## WHAT NEEDS TO BE DONE
Take the data below and repeat it exactly.

## SUPPLIED MATERIAL

= Beginning of Section =

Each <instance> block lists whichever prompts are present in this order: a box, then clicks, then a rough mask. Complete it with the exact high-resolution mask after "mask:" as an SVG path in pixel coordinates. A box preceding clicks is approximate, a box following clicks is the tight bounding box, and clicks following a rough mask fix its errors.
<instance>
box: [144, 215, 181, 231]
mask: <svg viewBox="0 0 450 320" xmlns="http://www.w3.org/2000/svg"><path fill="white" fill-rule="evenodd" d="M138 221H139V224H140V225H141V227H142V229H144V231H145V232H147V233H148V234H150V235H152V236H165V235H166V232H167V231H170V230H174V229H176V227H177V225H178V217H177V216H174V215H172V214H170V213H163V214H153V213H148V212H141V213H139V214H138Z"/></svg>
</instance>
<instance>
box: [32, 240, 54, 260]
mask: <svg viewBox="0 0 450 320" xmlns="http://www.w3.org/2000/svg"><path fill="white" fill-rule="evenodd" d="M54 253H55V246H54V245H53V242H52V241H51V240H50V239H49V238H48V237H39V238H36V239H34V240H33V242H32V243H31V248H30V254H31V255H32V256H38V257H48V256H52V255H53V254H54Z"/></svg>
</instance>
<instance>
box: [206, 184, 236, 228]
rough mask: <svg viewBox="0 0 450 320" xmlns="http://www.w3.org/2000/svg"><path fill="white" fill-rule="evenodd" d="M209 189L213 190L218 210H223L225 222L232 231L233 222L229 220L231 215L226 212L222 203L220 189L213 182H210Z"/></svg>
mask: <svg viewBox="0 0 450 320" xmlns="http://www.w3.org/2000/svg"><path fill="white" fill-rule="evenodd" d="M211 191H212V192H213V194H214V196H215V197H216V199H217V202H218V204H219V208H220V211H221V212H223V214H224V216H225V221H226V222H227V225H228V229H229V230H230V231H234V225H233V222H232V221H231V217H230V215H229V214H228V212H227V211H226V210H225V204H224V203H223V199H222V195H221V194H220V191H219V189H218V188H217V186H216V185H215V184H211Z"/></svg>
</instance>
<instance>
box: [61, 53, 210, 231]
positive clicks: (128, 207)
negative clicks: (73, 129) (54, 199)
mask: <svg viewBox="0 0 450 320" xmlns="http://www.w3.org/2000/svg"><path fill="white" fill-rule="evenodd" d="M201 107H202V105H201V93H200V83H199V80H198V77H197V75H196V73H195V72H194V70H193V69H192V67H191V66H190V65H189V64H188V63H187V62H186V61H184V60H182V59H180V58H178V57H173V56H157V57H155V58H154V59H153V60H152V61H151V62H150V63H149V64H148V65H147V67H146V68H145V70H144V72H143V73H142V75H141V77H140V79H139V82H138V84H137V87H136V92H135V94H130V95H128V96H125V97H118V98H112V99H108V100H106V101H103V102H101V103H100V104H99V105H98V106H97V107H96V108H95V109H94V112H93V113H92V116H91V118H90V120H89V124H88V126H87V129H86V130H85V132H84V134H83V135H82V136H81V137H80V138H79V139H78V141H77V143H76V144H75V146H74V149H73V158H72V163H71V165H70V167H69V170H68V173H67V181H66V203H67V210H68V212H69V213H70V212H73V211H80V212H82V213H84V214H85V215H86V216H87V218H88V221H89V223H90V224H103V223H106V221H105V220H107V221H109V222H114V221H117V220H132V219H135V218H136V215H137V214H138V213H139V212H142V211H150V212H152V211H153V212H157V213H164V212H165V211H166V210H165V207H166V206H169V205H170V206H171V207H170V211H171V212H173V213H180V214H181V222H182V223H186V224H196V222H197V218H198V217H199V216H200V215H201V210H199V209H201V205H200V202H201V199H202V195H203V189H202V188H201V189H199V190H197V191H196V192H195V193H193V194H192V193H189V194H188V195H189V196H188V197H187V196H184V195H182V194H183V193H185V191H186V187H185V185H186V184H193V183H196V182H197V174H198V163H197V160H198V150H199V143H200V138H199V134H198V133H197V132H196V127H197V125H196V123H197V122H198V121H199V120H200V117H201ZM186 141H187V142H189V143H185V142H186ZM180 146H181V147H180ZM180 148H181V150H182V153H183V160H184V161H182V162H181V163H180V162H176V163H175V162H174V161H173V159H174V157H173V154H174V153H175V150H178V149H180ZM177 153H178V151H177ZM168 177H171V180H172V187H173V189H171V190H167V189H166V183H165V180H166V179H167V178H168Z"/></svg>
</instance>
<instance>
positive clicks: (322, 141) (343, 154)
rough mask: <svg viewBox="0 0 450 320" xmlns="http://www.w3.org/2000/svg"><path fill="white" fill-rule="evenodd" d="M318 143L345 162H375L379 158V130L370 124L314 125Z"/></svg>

= End of Section =

## SOLUTION
Each <instance> block lists whichever prompts are present in this order: a box, then clicks, then a rough mask. Complete it with the exact high-resolution mask after "mask:" as an SVG path in pixel coordinates. A box preceding clicks is approximate, a box following clicks is the tight bounding box, and clicks following a rough mask fix its errors.
<instance>
box: [144, 215, 181, 231]
mask: <svg viewBox="0 0 450 320" xmlns="http://www.w3.org/2000/svg"><path fill="white" fill-rule="evenodd" d="M138 221H139V224H140V225H141V227H142V229H144V231H145V232H147V233H148V234H150V235H152V236H165V235H166V232H167V231H170V230H174V229H176V227H177V225H178V217H177V216H174V215H172V214H170V213H163V214H153V213H148V212H141V213H139V214H138Z"/></svg>
</instance>
<instance>
box: [32, 240, 54, 260]
mask: <svg viewBox="0 0 450 320" xmlns="http://www.w3.org/2000/svg"><path fill="white" fill-rule="evenodd" d="M54 253H55V246H54V245H53V242H52V241H51V240H50V239H49V238H48V237H39V238H36V239H34V240H33V242H32V243H31V248H30V254H31V255H32V256H38V257H48V256H52V255H53V254H54Z"/></svg>
</instance>
<instance>
box: [206, 184, 236, 228]
rough mask: <svg viewBox="0 0 450 320" xmlns="http://www.w3.org/2000/svg"><path fill="white" fill-rule="evenodd" d="M209 189L213 190L218 210H223L225 222L232 231L233 222L229 220L231 215L226 212L222 203L220 189L213 182H210Z"/></svg>
mask: <svg viewBox="0 0 450 320" xmlns="http://www.w3.org/2000/svg"><path fill="white" fill-rule="evenodd" d="M211 191H212V192H213V194H214V196H215V197H216V199H217V202H218V204H219V208H220V211H221V212H223V214H224V216H225V221H226V222H227V225H228V229H229V230H230V231H234V225H233V222H232V221H231V217H230V215H229V214H228V212H227V211H226V210H225V204H224V203H223V199H222V195H221V194H220V191H219V189H218V188H217V186H216V185H215V184H211Z"/></svg>
</instance>
<instance>
box: [61, 53, 210, 231]
positive clicks: (128, 207)
negative clicks: (73, 129) (54, 199)
mask: <svg viewBox="0 0 450 320" xmlns="http://www.w3.org/2000/svg"><path fill="white" fill-rule="evenodd" d="M201 107H202V105H201V93H200V83H199V80H198V77H197V75H196V73H195V72H194V70H193V69H192V67H191V66H190V65H189V64H188V63H187V62H186V61H184V60H182V59H180V58H178V57H173V56H157V57H155V58H154V59H153V60H152V61H151V62H150V63H149V64H148V65H147V67H146V68H145V70H144V72H143V73H142V75H141V77H140V79H139V82H138V84H137V87H136V92H135V94H130V95H128V96H125V97H118V98H112V99H108V100H106V101H103V102H101V103H100V104H99V105H98V106H97V107H96V108H95V109H94V112H93V113H92V116H91V118H90V120H89V124H88V126H87V129H86V130H85V132H84V134H83V135H82V136H81V137H80V138H79V139H78V141H77V143H76V144H75V146H74V149H73V158H72V163H71V165H70V167H69V170H68V173H67V181H66V203H67V210H68V212H69V213H70V212H73V211H80V212H82V213H84V214H85V215H86V216H87V218H88V221H89V223H90V224H103V223H106V221H105V220H107V221H109V222H114V221H117V220H132V219H135V218H136V215H137V214H138V213H139V212H142V211H150V212H152V211H153V212H157V213H164V212H165V211H166V210H165V207H166V206H169V205H170V206H171V207H170V211H171V212H173V213H180V214H181V222H182V223H186V224H196V222H197V218H198V217H199V216H200V215H201V210H199V209H201V205H200V202H201V199H202V195H203V189H202V188H201V189H199V190H197V191H196V192H195V193H193V194H192V193H189V194H188V195H189V196H188V197H187V196H184V195H182V194H183V193H185V191H186V187H185V185H186V184H193V183H196V182H197V174H198V163H197V160H198V150H199V143H200V138H199V134H198V133H197V132H196V127H197V125H196V123H197V122H198V121H199V120H200V117H201ZM186 141H187V142H189V143H185V142H186ZM180 146H181V147H180ZM180 148H181V150H182V153H183V160H184V161H182V162H181V163H180V162H176V163H175V162H174V161H173V159H174V157H173V154H174V153H175V150H178V149H180ZM177 153H178V151H177ZM168 177H171V180H172V187H173V189H171V190H167V189H166V183H165V180H166V179H167V178H168Z"/></svg>
</instance>
<instance>
positive clicks: (322, 141) (343, 154)
rough mask: <svg viewBox="0 0 450 320" xmlns="http://www.w3.org/2000/svg"><path fill="white" fill-rule="evenodd" d="M318 143L345 162H375L379 158V130L370 124L314 125Z"/></svg>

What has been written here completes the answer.